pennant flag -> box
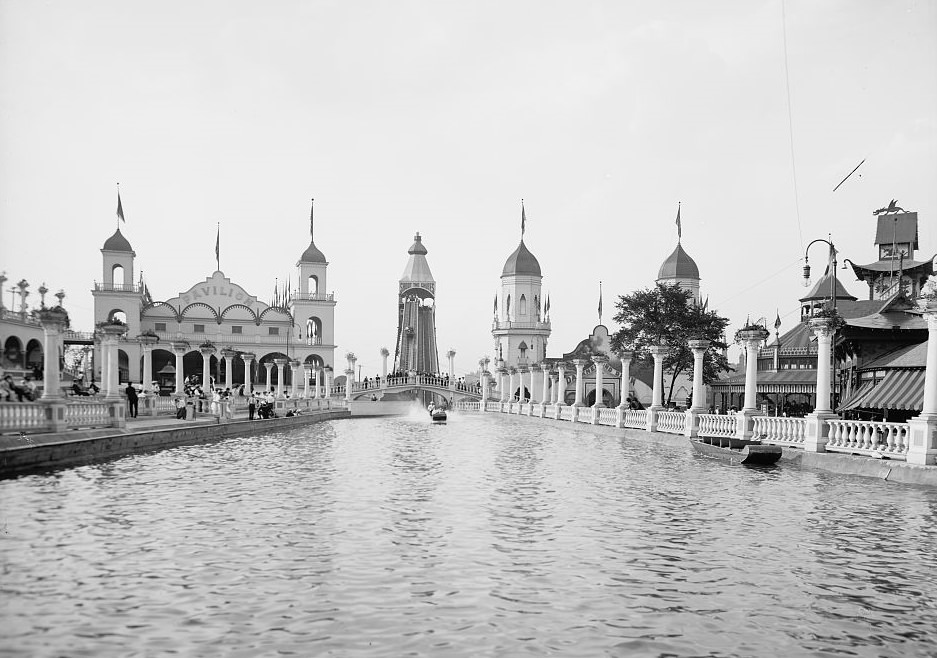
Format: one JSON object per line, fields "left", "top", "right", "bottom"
{"left": 521, "top": 199, "right": 526, "bottom": 238}
{"left": 309, "top": 198, "right": 315, "bottom": 239}
{"left": 116, "top": 188, "right": 125, "bottom": 224}
{"left": 675, "top": 202, "right": 681, "bottom": 241}
{"left": 215, "top": 223, "right": 220, "bottom": 271}
{"left": 774, "top": 311, "right": 782, "bottom": 331}
{"left": 598, "top": 281, "right": 603, "bottom": 322}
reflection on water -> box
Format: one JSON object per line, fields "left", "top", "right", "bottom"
{"left": 2, "top": 414, "right": 937, "bottom": 657}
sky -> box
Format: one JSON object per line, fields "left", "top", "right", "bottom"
{"left": 1, "top": 0, "right": 935, "bottom": 377}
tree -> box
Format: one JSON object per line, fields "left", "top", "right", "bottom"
{"left": 610, "top": 283, "right": 732, "bottom": 405}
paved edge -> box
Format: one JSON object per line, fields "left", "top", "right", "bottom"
{"left": 484, "top": 411, "right": 937, "bottom": 488}
{"left": 0, "top": 410, "right": 350, "bottom": 479}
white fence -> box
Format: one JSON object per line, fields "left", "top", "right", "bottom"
{"left": 657, "top": 411, "right": 686, "bottom": 435}
{"left": 754, "top": 416, "right": 807, "bottom": 447}
{"left": 623, "top": 410, "right": 647, "bottom": 429}
{"left": 697, "top": 414, "right": 737, "bottom": 439}
{"left": 826, "top": 419, "right": 910, "bottom": 459}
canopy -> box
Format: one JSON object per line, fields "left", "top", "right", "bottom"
{"left": 862, "top": 370, "right": 925, "bottom": 411}
{"left": 837, "top": 379, "right": 877, "bottom": 412}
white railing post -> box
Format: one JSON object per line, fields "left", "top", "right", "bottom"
{"left": 804, "top": 318, "right": 839, "bottom": 453}
{"left": 646, "top": 345, "right": 668, "bottom": 432}
{"left": 908, "top": 307, "right": 937, "bottom": 465}
{"left": 684, "top": 339, "right": 710, "bottom": 438}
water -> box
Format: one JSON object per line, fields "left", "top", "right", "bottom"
{"left": 2, "top": 412, "right": 937, "bottom": 657}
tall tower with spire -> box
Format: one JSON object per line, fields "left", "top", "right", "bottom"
{"left": 294, "top": 199, "right": 337, "bottom": 368}
{"left": 394, "top": 232, "right": 440, "bottom": 374}
{"left": 492, "top": 202, "right": 551, "bottom": 368}
{"left": 656, "top": 203, "right": 701, "bottom": 303}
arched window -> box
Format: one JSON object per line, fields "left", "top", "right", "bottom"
{"left": 306, "top": 317, "right": 323, "bottom": 345}
{"left": 519, "top": 295, "right": 527, "bottom": 316}
{"left": 308, "top": 275, "right": 319, "bottom": 295}
{"left": 506, "top": 295, "right": 512, "bottom": 319}
{"left": 112, "top": 264, "right": 124, "bottom": 286}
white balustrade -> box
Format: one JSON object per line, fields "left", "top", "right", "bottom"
{"left": 597, "top": 408, "right": 617, "bottom": 426}
{"left": 656, "top": 411, "right": 686, "bottom": 434}
{"left": 698, "top": 414, "right": 737, "bottom": 439}
{"left": 826, "top": 419, "right": 910, "bottom": 459}
{"left": 560, "top": 406, "right": 574, "bottom": 421}
{"left": 0, "top": 403, "right": 48, "bottom": 431}
{"left": 65, "top": 402, "right": 112, "bottom": 428}
{"left": 623, "top": 410, "right": 647, "bottom": 429}
{"left": 753, "top": 416, "right": 807, "bottom": 446}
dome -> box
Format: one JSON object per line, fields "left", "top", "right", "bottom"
{"left": 102, "top": 228, "right": 133, "bottom": 253}
{"left": 299, "top": 240, "right": 327, "bottom": 263}
{"left": 657, "top": 243, "right": 699, "bottom": 280}
{"left": 501, "top": 240, "right": 542, "bottom": 277}
{"left": 408, "top": 233, "right": 428, "bottom": 255}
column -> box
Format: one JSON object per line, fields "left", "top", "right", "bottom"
{"left": 540, "top": 363, "right": 550, "bottom": 408}
{"left": 908, "top": 308, "right": 937, "bottom": 465}
{"left": 241, "top": 353, "right": 254, "bottom": 396}
{"left": 324, "top": 367, "right": 332, "bottom": 398}
{"left": 171, "top": 342, "right": 187, "bottom": 395}
{"left": 274, "top": 358, "right": 287, "bottom": 398}
{"left": 138, "top": 334, "right": 158, "bottom": 392}
{"left": 481, "top": 370, "right": 490, "bottom": 409}
{"left": 556, "top": 362, "right": 568, "bottom": 406}
{"left": 519, "top": 367, "right": 529, "bottom": 403}
{"left": 263, "top": 362, "right": 274, "bottom": 393}
{"left": 550, "top": 374, "right": 558, "bottom": 404}
{"left": 303, "top": 364, "right": 312, "bottom": 398}
{"left": 344, "top": 368, "right": 354, "bottom": 402}
{"left": 736, "top": 329, "right": 769, "bottom": 441}
{"left": 288, "top": 360, "right": 300, "bottom": 397}
{"left": 646, "top": 344, "right": 668, "bottom": 432}
{"left": 38, "top": 308, "right": 69, "bottom": 401}
{"left": 592, "top": 355, "right": 607, "bottom": 408}
{"left": 222, "top": 349, "right": 236, "bottom": 391}
{"left": 200, "top": 344, "right": 215, "bottom": 391}
{"left": 447, "top": 349, "right": 456, "bottom": 390}
{"left": 572, "top": 359, "right": 586, "bottom": 407}
{"left": 313, "top": 368, "right": 321, "bottom": 399}
{"left": 101, "top": 326, "right": 125, "bottom": 399}
{"left": 617, "top": 351, "right": 633, "bottom": 408}
{"left": 529, "top": 365, "right": 541, "bottom": 404}
{"left": 684, "top": 340, "right": 710, "bottom": 438}
{"left": 498, "top": 368, "right": 508, "bottom": 402}
{"left": 508, "top": 368, "right": 517, "bottom": 402}
{"left": 381, "top": 347, "right": 389, "bottom": 388}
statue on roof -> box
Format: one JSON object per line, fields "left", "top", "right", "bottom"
{"left": 873, "top": 199, "right": 905, "bottom": 215}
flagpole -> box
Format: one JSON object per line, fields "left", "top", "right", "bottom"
{"left": 116, "top": 183, "right": 120, "bottom": 229}
{"left": 215, "top": 222, "right": 220, "bottom": 272}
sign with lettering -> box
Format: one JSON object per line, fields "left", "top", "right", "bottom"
{"left": 164, "top": 272, "right": 267, "bottom": 314}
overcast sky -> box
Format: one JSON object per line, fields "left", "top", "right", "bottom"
{"left": 1, "top": 0, "right": 935, "bottom": 376}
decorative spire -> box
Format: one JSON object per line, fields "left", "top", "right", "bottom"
{"left": 310, "top": 198, "right": 314, "bottom": 239}
{"left": 521, "top": 199, "right": 526, "bottom": 239}
{"left": 598, "top": 281, "right": 603, "bottom": 324}
{"left": 675, "top": 202, "right": 682, "bottom": 243}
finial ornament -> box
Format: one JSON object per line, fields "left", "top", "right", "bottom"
{"left": 310, "top": 198, "right": 315, "bottom": 239}
{"left": 521, "top": 199, "right": 526, "bottom": 239}
{"left": 675, "top": 202, "right": 682, "bottom": 243}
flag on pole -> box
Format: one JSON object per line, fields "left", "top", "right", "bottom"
{"left": 675, "top": 202, "right": 681, "bottom": 241}
{"left": 309, "top": 198, "right": 315, "bottom": 239}
{"left": 521, "top": 199, "right": 526, "bottom": 238}
{"left": 116, "top": 189, "right": 125, "bottom": 224}
{"left": 774, "top": 311, "right": 782, "bottom": 331}
{"left": 598, "top": 281, "right": 603, "bottom": 323}
{"left": 215, "top": 223, "right": 220, "bottom": 271}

■ What the task requires ■
Starting with the line with "statue on roof -> box" above and going on through the line with "decorative spire -> box", transcribe every line exactly, both ends included, and add nothing.

■ Finished task ■
statue on roof -> box
Format: one JSON object per line, fields "left", "top", "right", "bottom"
{"left": 873, "top": 199, "right": 905, "bottom": 215}
flagpole -> box
Format: one JSON object per line, fields "left", "top", "right", "bottom"
{"left": 116, "top": 183, "right": 120, "bottom": 229}
{"left": 215, "top": 222, "right": 220, "bottom": 272}
sign with lettering -> box
Format: one JSON object per line, fields "left", "top", "right", "bottom"
{"left": 164, "top": 272, "right": 267, "bottom": 314}
overcast sky -> box
Format: one JSON object per line, fields "left", "top", "right", "bottom"
{"left": 1, "top": 0, "right": 935, "bottom": 376}
decorative spire -> box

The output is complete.